Only what runs from the line with "Where can the viaduct" to the final line of the records below should be given again, word for word.

[Referring expression data]
-- Opening Marker --
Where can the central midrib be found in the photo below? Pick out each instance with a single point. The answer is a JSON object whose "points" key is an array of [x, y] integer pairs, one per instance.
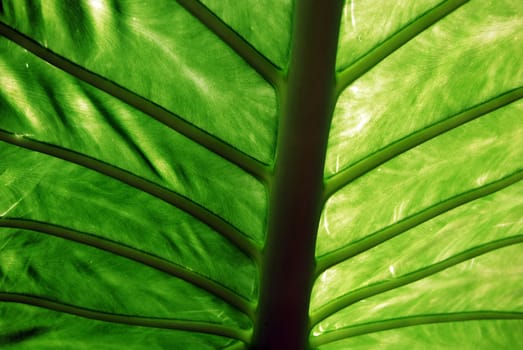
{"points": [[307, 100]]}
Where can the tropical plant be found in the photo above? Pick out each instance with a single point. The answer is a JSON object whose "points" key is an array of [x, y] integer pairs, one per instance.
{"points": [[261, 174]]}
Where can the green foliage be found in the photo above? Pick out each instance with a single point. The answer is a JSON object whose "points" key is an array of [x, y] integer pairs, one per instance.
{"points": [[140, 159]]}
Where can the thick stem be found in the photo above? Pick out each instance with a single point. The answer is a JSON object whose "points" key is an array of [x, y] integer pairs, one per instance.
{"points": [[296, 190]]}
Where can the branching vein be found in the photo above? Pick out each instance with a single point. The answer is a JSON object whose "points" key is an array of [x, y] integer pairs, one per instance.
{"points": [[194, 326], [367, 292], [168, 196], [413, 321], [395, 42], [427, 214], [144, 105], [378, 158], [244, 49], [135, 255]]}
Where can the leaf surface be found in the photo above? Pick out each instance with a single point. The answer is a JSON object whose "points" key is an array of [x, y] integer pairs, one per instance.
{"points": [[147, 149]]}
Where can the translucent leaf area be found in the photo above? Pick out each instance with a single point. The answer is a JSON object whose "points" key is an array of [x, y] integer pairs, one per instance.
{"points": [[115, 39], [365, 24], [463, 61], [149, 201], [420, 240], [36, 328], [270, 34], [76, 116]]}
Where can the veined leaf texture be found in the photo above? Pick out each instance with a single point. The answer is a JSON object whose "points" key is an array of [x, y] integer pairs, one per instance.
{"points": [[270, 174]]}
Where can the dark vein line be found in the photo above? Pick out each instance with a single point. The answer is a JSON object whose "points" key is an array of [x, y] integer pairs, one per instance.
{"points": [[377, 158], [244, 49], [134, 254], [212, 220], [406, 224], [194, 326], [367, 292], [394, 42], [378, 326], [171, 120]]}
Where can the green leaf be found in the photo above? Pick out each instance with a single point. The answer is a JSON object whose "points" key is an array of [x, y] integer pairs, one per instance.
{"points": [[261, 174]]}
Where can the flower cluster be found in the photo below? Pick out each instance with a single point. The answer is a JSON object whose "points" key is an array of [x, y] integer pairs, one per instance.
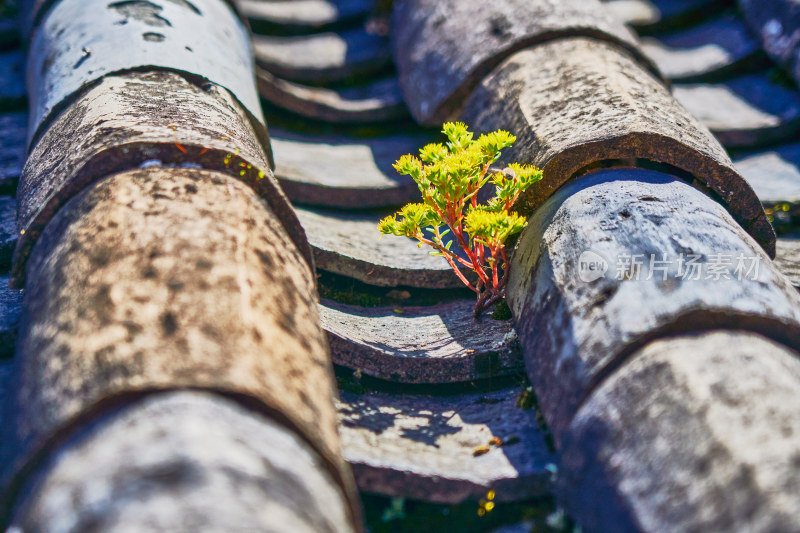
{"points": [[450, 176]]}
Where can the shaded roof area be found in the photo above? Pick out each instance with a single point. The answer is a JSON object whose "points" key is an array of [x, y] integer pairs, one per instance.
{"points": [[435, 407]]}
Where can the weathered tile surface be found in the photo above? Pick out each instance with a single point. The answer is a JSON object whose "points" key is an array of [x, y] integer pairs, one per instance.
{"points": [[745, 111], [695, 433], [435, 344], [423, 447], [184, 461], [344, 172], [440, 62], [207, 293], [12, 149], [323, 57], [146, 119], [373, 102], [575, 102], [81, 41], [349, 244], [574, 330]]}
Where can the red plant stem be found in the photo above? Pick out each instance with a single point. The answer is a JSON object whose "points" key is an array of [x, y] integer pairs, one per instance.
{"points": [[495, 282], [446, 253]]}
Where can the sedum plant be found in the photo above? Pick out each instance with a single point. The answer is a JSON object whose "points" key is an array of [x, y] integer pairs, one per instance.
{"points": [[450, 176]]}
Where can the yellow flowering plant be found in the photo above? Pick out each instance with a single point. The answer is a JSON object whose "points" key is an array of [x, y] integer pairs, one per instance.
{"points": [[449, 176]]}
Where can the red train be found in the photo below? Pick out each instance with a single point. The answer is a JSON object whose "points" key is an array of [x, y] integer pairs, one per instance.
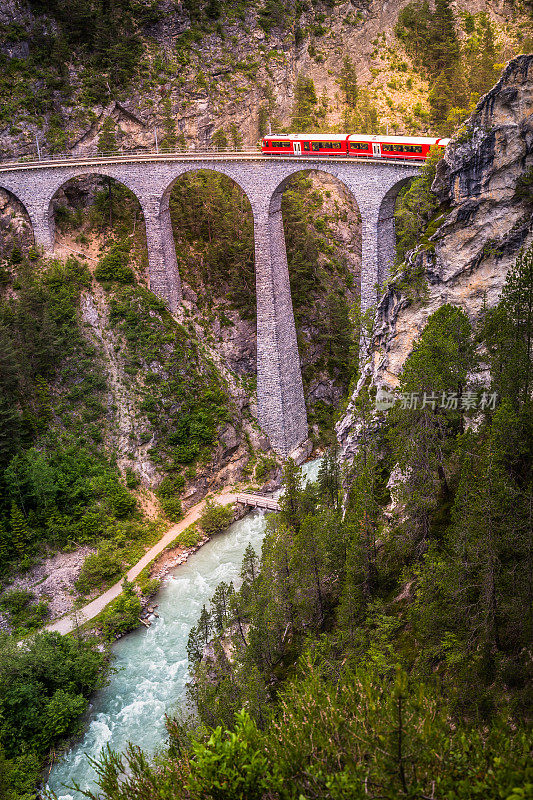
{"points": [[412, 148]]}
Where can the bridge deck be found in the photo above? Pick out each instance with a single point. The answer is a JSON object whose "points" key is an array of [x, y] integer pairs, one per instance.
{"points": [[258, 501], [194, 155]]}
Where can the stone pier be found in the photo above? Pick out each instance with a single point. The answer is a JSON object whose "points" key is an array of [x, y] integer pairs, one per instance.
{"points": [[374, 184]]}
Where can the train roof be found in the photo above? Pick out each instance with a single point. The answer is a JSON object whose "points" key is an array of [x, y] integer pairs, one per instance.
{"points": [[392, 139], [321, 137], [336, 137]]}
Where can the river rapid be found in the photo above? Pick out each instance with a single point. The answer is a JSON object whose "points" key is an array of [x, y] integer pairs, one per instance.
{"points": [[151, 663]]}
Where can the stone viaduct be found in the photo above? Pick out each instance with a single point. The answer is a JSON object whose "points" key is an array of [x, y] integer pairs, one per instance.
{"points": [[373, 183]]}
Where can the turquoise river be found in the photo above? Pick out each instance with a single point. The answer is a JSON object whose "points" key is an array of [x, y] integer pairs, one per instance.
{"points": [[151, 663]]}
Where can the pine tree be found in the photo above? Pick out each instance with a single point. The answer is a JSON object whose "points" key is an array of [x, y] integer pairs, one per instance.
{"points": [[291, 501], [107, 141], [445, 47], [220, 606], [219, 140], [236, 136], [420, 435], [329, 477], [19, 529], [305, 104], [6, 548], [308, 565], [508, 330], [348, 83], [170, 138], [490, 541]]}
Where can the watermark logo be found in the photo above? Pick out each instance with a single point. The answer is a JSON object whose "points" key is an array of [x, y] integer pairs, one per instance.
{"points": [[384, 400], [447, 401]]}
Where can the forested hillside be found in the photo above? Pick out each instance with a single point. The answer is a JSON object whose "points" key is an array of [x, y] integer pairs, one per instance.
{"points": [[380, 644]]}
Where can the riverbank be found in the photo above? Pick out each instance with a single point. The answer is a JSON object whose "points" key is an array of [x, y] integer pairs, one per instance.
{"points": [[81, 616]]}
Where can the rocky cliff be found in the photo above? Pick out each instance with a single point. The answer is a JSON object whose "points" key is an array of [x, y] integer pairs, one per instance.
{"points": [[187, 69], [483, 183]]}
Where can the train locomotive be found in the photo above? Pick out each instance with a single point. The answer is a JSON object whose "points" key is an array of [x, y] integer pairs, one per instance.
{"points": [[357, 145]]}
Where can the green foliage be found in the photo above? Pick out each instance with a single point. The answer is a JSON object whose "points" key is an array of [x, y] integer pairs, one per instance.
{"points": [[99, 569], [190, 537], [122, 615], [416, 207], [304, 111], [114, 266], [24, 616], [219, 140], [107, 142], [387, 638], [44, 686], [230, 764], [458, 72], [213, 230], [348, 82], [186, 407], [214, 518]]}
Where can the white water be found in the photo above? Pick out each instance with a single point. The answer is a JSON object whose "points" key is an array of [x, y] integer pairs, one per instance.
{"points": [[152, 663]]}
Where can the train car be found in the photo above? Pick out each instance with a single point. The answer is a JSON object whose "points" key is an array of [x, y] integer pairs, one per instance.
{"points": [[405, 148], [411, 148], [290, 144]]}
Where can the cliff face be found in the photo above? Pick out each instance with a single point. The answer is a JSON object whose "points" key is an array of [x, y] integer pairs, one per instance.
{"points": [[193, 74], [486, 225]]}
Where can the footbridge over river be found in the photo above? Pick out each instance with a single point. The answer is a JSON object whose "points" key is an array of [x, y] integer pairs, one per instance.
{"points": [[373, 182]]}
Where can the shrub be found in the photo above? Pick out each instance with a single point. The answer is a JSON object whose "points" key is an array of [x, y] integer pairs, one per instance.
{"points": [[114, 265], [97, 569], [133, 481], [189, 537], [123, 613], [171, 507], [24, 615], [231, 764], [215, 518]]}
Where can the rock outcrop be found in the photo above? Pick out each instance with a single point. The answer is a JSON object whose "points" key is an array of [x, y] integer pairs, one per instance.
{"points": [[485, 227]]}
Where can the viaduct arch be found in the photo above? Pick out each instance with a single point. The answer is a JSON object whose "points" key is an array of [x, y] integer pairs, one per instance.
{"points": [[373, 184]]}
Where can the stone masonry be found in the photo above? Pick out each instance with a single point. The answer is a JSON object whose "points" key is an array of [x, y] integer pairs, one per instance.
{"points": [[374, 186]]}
-- Closing Marker --
*RESPONSE TO THIS EXERCISE*.
Where can the viaduct arch be found in the photo above? Pick out each instance with a single point. The answer is a JSON object whose "points" key is an array of [x, y] integer pairs, one per instance.
{"points": [[373, 184]]}
Where can the stone masonry be found in the photo above? Pick out each instance with a single point. The answer is a JSON object whose "points" key is an array of [x, y] integer pairs, one per instance.
{"points": [[374, 186]]}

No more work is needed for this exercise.